■ **WORK TO BE COMPLETED**
Copy out every line of the records below verbatim, leaving out the pictures.

■ **THE DATA**
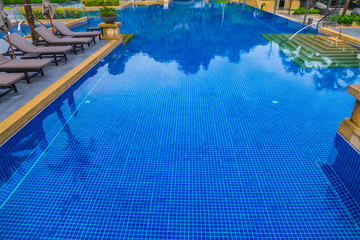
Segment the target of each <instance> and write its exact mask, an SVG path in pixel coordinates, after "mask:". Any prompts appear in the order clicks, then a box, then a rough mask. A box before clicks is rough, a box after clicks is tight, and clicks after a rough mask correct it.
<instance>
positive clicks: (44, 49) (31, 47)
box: [3, 33, 71, 66]
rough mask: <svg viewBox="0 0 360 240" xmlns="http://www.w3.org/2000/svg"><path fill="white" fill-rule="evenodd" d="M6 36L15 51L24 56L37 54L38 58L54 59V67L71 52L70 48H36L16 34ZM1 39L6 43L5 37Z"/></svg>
mask: <svg viewBox="0 0 360 240" xmlns="http://www.w3.org/2000/svg"><path fill="white" fill-rule="evenodd" d="M8 36H9V38H10V42H11V44H12V45H13V46H15V48H16V50H19V51H21V52H23V53H25V54H29V53H39V54H40V58H49V57H51V58H54V62H55V64H56V66H57V65H58V62H59V61H61V60H62V59H65V61H66V60H67V58H66V53H67V52H69V51H71V47H70V46H54V47H37V46H35V45H34V44H32V43H30V42H29V41H28V40H26V39H24V38H23V37H21V36H20V35H19V34H18V33H12V34H9V35H8ZM3 38H4V40H6V41H7V38H6V36H4V37H3Z"/></svg>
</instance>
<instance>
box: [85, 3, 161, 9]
mask: <svg viewBox="0 0 360 240" xmlns="http://www.w3.org/2000/svg"><path fill="white" fill-rule="evenodd" d="M132 4H133V3H132V2H127V3H123V4H120V5H119V6H106V7H112V8H115V9H117V10H121V9H123V8H125V7H129V6H132ZM155 4H164V1H141V2H134V5H155ZM102 7H103V6H94V7H90V6H89V7H84V11H98V10H99V8H102Z"/></svg>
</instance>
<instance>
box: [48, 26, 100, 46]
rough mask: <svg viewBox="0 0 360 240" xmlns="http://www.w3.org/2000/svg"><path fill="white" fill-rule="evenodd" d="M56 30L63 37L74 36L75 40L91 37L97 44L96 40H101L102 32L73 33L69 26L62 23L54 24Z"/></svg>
mask: <svg viewBox="0 0 360 240" xmlns="http://www.w3.org/2000/svg"><path fill="white" fill-rule="evenodd" d="M53 25H54V27H55V28H56V30H58V31H59V32H60V33H61V35H63V36H73V37H75V38H78V37H91V38H92V39H93V41H94V43H95V38H96V37H99V39H100V40H101V32H99V31H94V32H73V31H71V30H70V29H69V28H68V27H67V26H65V25H64V24H63V23H62V22H60V21H56V22H54V23H53Z"/></svg>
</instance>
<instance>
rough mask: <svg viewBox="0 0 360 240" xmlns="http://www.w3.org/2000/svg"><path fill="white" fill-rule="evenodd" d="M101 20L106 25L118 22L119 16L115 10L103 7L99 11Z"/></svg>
mask: <svg viewBox="0 0 360 240" xmlns="http://www.w3.org/2000/svg"><path fill="white" fill-rule="evenodd" d="M99 13H100V19H101V20H102V21H103V22H106V23H113V22H115V21H116V19H117V17H118V15H117V12H116V9H115V8H109V7H102V8H100V9H99Z"/></svg>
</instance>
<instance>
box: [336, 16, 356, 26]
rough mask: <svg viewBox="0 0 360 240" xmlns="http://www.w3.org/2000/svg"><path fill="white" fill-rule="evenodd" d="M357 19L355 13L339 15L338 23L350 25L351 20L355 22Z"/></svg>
mask: <svg viewBox="0 0 360 240" xmlns="http://www.w3.org/2000/svg"><path fill="white" fill-rule="evenodd" d="M358 19H359V17H358V16H356V15H345V16H341V15H339V17H338V24H345V25H351V24H352V23H353V22H356V23H357V21H358Z"/></svg>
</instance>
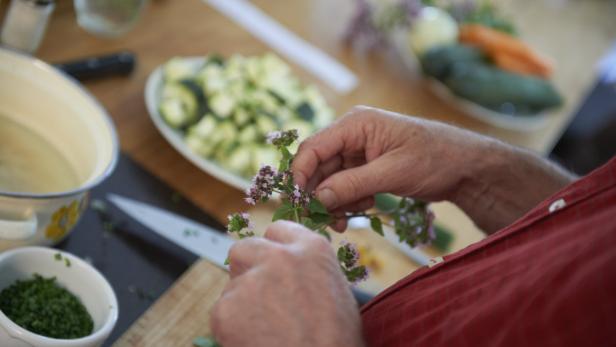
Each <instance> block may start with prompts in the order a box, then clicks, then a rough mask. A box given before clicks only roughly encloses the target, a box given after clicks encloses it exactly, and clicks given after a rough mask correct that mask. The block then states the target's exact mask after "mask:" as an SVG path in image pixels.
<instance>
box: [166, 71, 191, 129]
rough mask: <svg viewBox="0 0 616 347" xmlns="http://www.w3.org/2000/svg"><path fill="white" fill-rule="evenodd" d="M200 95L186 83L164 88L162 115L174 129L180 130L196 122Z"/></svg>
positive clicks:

■ **YOUR SOLUTION**
Segment the target of each <instance> and write its exact mask, an SVG path in pixel coordinates, after "mask:". Any prompts appear in the order clicks, then a box, then a rough mask. A box before clicks is rough, a box after clicks is tight, and clicks after a rough mask correct it.
<instance>
positive clicks: (44, 49) (31, 47)
box: [3, 33, 71, 66]
rough mask: <svg viewBox="0 0 360 240" xmlns="http://www.w3.org/2000/svg"><path fill="white" fill-rule="evenodd" d="M6 36L15 51L24 56L37 54L38 58L54 59V67L71 52L70 48H36L16 34ZM1 39L6 43L5 37Z"/></svg>
mask: <svg viewBox="0 0 360 240" xmlns="http://www.w3.org/2000/svg"><path fill="white" fill-rule="evenodd" d="M8 36H9V38H10V42H11V44H12V45H13V46H15V48H16V50H19V51H21V52H23V53H25V54H29V53H39V54H40V58H49V57H51V58H54V62H55V64H56V66H57V65H58V62H59V61H61V60H62V59H65V61H66V60H67V58H66V53H67V52H69V51H71V47H70V46H54V47H37V46H35V45H34V44H32V43H30V42H29V41H28V40H26V39H24V38H23V37H21V36H20V35H19V34H18V33H12V34H9V35H8ZM3 38H4V40H6V41H7V38H6V36H4V37H3Z"/></svg>
</instance>
<instance>
box: [85, 3, 161, 9]
mask: <svg viewBox="0 0 360 240" xmlns="http://www.w3.org/2000/svg"><path fill="white" fill-rule="evenodd" d="M132 4H133V3H132V2H127V3H123V4H120V5H119V6H106V7H112V8H115V9H117V10H121V9H123V8H125V7H129V6H132ZM155 4H164V1H141V2H134V5H155ZM102 7H103V6H94V7H90V6H89V7H84V11H98V10H99V8H102Z"/></svg>
</instance>
<instance>
box: [48, 26, 100, 46]
rough mask: <svg viewBox="0 0 360 240" xmlns="http://www.w3.org/2000/svg"><path fill="white" fill-rule="evenodd" d="M56 30L63 37L74 36L75 40L91 37L97 44L96 40H101L102 32L73 33L69 26L62 23L54 24Z"/></svg>
mask: <svg viewBox="0 0 360 240" xmlns="http://www.w3.org/2000/svg"><path fill="white" fill-rule="evenodd" d="M53 25H54V27H55V28H56V30H58V31H59V32H60V33H61V35H63V36H73V37H75V38H78V37H91V38H92V39H93V41H94V43H95V38H96V37H99V39H100V40H101V32H99V31H94V32H73V31H71V30H70V29H69V28H68V27H67V26H65V25H64V24H63V23H62V22H60V21H56V22H54V23H53Z"/></svg>
</instance>
<instance>
rough mask: <svg viewBox="0 0 360 240" xmlns="http://www.w3.org/2000/svg"><path fill="white" fill-rule="evenodd" d="M101 20L106 25L118 22L119 16L115 10L103 7L99 11Z"/></svg>
mask: <svg viewBox="0 0 360 240" xmlns="http://www.w3.org/2000/svg"><path fill="white" fill-rule="evenodd" d="M99 13H100V19H101V20H102V21H103V22H106V23H113V22H115V21H116V19H117V17H118V15H117V12H116V9H115V8H109V7H102V8H100V9H99Z"/></svg>
</instance>
<instance>
box: [336, 16, 356, 26]
rough mask: <svg viewBox="0 0 360 240" xmlns="http://www.w3.org/2000/svg"><path fill="white" fill-rule="evenodd" d="M357 19L355 13L339 15L338 23L350 25L351 20L355 22Z"/></svg>
mask: <svg viewBox="0 0 360 240" xmlns="http://www.w3.org/2000/svg"><path fill="white" fill-rule="evenodd" d="M358 19H359V17H358V16H356V15H345V16H341V15H339V17H338V24H345V25H351V24H352V23H353V22H356V23H357V21H358Z"/></svg>
</instance>
Each <instance> block may start with prompts in the order a box, then clicks, then a rough mask. A box given before clicks only roughly encloses the target, a box given after clicks encloses it exactly, and clicks given after a rough mask correct that mask. The block then states the target's exact mask after "mask:" as an SVG path in image pixels.
<instance>
box: [166, 71, 191, 129]
rough mask: <svg viewBox="0 0 616 347" xmlns="http://www.w3.org/2000/svg"><path fill="white" fill-rule="evenodd" d="M200 95L186 83L164 88L162 115L174 129L180 130L196 122Z"/></svg>
positive clicks:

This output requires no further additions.